**PROBLEM TO SOLVE:**
For this exercise, write out exactly the lines of the material from the one containing "Each instance receives one keypoint. Mark the abstract" through the end, both ends included, and nothing more.
Start of Block
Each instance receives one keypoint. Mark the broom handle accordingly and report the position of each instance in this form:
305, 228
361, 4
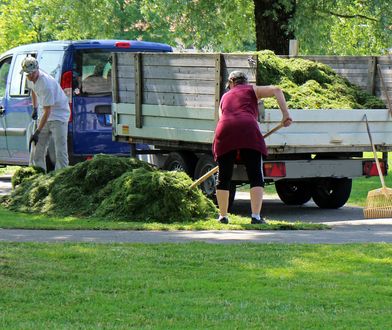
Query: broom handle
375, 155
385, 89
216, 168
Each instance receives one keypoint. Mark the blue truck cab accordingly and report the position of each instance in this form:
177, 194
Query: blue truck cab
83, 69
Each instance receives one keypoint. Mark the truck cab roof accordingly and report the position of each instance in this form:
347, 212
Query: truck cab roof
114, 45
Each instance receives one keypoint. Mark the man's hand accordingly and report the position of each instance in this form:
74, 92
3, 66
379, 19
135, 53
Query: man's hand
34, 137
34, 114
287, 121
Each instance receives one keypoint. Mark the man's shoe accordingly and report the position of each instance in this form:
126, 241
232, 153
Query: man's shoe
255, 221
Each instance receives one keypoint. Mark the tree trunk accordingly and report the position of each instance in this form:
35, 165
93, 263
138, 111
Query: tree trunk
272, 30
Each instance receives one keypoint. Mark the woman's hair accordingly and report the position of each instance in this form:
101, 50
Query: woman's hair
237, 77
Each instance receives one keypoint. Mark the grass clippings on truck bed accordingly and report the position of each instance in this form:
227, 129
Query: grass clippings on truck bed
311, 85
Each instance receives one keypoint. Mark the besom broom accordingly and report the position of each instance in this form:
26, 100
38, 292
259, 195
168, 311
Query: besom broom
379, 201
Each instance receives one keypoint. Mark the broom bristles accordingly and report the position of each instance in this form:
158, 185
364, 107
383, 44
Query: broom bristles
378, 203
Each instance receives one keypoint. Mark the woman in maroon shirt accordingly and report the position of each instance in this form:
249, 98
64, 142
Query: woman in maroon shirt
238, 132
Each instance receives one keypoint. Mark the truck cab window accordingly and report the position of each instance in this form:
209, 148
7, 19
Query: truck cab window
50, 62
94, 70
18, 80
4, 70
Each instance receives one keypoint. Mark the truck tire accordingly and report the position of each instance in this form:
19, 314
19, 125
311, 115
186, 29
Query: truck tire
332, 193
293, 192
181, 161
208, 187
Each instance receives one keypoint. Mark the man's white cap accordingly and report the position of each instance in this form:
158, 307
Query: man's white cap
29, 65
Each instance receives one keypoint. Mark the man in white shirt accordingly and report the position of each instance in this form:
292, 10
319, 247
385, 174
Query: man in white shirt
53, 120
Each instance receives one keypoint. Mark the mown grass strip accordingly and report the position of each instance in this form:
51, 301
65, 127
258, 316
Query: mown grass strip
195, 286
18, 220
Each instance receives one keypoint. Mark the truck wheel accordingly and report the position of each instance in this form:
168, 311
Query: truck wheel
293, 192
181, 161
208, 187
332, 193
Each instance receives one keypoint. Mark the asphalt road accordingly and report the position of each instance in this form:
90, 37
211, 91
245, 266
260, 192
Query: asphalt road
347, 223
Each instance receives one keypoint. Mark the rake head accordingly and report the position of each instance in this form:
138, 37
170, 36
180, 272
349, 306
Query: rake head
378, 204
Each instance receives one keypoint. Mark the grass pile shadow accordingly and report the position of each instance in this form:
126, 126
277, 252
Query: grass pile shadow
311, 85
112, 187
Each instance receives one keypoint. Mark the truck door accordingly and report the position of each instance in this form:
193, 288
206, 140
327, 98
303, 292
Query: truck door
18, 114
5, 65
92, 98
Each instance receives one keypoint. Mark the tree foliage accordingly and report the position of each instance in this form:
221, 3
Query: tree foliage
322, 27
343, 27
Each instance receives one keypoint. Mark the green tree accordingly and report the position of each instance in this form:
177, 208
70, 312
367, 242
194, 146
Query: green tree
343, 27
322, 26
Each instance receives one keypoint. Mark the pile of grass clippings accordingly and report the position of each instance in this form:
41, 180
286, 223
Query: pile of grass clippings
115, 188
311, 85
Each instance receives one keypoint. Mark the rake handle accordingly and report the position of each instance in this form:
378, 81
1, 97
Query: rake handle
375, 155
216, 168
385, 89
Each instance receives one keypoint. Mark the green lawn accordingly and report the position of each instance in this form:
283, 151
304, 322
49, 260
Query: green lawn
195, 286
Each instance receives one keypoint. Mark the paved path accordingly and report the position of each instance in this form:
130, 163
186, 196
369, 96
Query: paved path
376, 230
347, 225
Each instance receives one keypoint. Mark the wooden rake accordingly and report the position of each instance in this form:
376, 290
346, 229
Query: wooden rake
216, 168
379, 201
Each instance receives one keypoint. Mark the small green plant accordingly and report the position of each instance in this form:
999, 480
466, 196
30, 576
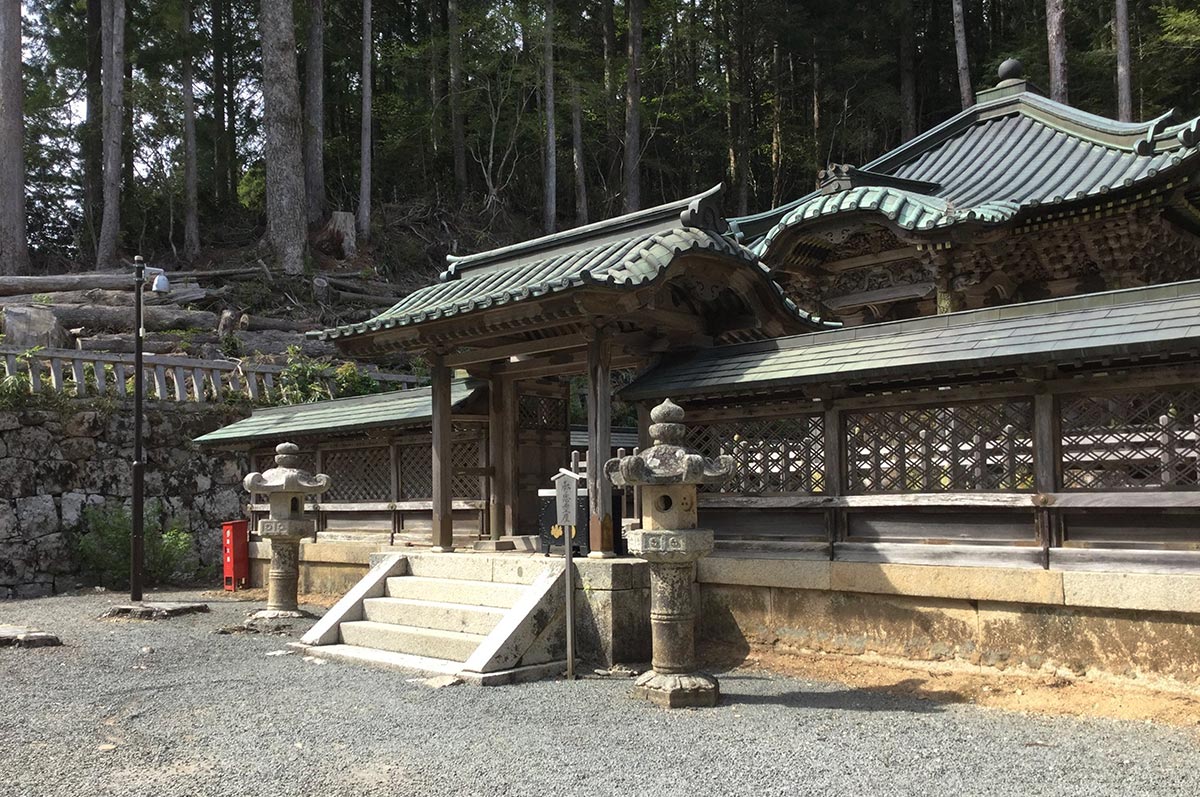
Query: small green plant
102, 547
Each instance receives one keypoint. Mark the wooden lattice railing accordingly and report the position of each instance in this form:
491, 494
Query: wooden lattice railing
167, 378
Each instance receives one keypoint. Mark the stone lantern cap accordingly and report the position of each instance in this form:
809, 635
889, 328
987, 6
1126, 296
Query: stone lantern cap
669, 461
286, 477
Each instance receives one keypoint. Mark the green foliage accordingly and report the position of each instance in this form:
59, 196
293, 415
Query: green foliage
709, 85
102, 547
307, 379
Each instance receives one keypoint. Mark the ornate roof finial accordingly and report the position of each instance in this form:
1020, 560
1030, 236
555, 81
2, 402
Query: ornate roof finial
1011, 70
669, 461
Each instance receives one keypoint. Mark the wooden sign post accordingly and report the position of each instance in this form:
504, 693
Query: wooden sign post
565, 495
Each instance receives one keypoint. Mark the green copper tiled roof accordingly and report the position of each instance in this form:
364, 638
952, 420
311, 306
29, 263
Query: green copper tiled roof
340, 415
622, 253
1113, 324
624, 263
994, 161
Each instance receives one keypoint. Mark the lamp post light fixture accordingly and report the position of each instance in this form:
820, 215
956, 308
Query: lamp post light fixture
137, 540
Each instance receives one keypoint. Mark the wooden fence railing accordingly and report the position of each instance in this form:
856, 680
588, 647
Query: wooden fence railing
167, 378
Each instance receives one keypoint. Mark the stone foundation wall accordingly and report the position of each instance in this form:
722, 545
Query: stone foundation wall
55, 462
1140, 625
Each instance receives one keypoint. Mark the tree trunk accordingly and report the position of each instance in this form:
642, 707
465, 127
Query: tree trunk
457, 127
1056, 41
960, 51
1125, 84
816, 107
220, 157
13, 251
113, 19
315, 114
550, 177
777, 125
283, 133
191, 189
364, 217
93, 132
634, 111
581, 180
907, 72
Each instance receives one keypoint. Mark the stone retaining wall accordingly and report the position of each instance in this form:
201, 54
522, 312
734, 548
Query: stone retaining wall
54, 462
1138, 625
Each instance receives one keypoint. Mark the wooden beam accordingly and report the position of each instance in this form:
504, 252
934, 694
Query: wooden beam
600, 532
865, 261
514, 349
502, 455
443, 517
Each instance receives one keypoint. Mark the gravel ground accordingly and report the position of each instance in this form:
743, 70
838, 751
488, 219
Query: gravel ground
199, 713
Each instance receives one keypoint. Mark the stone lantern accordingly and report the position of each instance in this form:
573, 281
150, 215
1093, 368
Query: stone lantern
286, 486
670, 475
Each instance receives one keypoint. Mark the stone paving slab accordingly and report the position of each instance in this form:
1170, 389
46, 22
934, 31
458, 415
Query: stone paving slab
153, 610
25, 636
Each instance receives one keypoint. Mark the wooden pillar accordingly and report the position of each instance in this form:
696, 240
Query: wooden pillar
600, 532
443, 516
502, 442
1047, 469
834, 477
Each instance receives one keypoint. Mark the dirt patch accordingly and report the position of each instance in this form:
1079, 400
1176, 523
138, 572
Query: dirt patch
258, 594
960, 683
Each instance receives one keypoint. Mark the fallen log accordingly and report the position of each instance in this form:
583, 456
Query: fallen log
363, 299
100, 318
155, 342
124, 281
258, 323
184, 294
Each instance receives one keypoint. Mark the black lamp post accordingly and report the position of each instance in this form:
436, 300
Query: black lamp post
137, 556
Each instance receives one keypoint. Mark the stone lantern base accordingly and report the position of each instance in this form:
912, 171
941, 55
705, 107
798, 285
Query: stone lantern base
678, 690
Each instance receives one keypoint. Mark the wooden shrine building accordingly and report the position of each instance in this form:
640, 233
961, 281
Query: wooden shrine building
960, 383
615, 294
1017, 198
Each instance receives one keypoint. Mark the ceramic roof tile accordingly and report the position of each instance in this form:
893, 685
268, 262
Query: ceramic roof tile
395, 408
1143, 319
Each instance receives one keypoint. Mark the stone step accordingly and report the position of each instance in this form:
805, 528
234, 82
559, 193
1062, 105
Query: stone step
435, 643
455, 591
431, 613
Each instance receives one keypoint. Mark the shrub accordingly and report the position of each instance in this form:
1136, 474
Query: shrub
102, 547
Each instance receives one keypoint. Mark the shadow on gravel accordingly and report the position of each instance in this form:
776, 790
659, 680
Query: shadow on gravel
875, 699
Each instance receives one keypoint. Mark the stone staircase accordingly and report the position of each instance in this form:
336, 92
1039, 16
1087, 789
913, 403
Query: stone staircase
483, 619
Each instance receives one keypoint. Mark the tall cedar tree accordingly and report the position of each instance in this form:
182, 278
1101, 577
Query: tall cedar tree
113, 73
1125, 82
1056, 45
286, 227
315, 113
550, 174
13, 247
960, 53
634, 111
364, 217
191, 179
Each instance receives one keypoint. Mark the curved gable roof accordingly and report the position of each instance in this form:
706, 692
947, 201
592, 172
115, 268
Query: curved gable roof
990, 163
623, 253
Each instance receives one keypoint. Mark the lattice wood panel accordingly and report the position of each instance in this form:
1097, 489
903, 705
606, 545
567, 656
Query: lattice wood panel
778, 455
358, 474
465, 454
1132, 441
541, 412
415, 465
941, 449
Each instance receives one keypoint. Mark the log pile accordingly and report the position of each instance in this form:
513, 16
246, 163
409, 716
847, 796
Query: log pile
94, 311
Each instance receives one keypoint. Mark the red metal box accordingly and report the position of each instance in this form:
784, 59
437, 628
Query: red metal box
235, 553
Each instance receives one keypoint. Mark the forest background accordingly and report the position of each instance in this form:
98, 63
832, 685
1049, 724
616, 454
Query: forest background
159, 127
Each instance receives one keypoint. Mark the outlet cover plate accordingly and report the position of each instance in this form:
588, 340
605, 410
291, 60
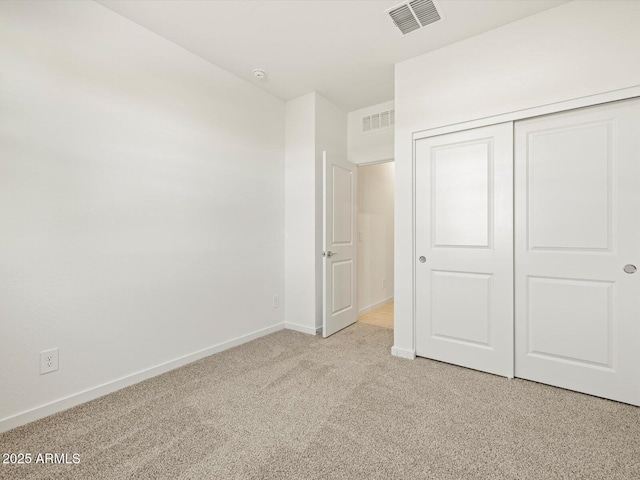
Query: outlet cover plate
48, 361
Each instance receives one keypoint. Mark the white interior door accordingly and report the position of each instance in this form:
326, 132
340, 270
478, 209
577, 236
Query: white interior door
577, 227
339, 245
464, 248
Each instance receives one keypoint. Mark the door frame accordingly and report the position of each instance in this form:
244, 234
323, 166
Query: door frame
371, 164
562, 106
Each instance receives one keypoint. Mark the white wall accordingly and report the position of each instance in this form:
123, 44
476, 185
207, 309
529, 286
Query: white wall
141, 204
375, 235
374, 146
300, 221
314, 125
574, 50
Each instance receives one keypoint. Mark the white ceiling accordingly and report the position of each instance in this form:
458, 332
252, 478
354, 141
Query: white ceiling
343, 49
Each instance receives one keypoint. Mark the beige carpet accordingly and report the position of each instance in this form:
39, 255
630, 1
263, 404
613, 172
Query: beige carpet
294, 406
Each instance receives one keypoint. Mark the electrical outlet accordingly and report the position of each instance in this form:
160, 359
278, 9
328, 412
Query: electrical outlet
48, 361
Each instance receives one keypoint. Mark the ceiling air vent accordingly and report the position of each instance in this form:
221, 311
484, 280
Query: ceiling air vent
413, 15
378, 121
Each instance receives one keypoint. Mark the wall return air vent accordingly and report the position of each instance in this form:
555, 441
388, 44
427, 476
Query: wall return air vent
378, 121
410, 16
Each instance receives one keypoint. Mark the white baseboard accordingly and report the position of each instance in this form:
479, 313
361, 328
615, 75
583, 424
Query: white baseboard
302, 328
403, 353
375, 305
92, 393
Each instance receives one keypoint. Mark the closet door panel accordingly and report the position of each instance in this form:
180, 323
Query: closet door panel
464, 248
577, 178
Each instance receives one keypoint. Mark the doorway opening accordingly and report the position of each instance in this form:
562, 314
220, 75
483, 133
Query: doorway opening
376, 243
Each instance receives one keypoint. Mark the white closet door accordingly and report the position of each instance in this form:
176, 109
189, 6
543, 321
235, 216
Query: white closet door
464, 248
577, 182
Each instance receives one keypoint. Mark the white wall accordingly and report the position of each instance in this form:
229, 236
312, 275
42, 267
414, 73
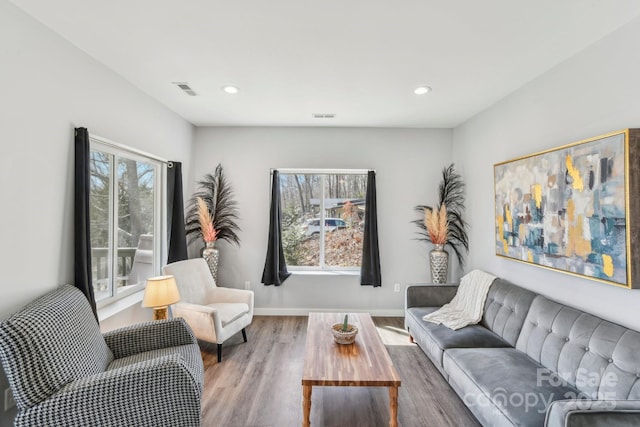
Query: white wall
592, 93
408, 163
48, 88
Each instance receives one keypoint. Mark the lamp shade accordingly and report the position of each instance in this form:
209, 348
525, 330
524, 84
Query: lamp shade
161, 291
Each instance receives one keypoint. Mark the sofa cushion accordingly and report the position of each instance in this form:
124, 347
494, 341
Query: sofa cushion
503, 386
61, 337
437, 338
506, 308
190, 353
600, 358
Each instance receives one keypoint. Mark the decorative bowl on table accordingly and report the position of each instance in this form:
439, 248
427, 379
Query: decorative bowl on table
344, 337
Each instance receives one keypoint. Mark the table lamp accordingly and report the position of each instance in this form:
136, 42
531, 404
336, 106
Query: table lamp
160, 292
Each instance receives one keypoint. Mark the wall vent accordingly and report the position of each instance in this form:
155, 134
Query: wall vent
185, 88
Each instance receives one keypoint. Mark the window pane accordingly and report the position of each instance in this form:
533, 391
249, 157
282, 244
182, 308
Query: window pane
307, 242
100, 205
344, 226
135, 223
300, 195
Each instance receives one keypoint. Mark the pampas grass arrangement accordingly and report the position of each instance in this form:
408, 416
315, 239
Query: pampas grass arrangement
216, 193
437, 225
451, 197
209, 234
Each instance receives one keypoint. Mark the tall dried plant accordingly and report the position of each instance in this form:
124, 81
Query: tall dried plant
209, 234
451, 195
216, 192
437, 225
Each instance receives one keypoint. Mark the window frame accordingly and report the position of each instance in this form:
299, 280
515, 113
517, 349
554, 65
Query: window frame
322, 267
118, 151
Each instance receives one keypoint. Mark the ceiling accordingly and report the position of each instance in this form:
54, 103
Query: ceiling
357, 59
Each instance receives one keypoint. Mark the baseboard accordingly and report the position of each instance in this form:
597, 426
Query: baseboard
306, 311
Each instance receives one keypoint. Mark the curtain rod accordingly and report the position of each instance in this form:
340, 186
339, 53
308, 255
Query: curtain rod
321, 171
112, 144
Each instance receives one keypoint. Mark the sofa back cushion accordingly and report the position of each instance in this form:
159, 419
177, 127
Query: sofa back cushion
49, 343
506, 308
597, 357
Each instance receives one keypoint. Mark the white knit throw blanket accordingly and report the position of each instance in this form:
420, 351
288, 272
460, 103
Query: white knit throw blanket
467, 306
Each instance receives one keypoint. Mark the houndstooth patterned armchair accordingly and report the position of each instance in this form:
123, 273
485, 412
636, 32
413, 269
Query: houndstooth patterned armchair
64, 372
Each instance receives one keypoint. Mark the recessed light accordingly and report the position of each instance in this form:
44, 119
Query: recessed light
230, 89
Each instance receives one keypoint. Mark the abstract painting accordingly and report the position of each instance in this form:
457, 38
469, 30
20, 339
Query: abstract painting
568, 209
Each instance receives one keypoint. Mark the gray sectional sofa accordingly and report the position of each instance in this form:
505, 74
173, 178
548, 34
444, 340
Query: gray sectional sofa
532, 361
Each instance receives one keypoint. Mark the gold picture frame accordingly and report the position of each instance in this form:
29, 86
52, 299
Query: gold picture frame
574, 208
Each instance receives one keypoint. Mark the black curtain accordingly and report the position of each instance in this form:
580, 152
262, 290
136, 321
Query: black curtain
End of Block
**SOLVED PROBLEM:**
Each instance receives one keypoint. Mark the abstract painting accordingly and report the position of each instance in this form:
457, 38
469, 30
20, 339
Query: abstract painting
568, 209
Each instance receives one keypoint. Mark the gray sectional sofa accordingly and report the position of each instance in this form:
505, 74
173, 178
548, 34
444, 340
Query: gray sectional sofa
532, 361
Each instance receives one keypoint. Mark the gold picture frame accordingly and report the position of each instance in this form:
29, 86
52, 299
Query: gold picture frame
574, 208
Each instance receives one keypoint. Mark the black curtain accordingly and report the position of each instance in this form:
580, 152
262, 290
136, 321
Query: black curtain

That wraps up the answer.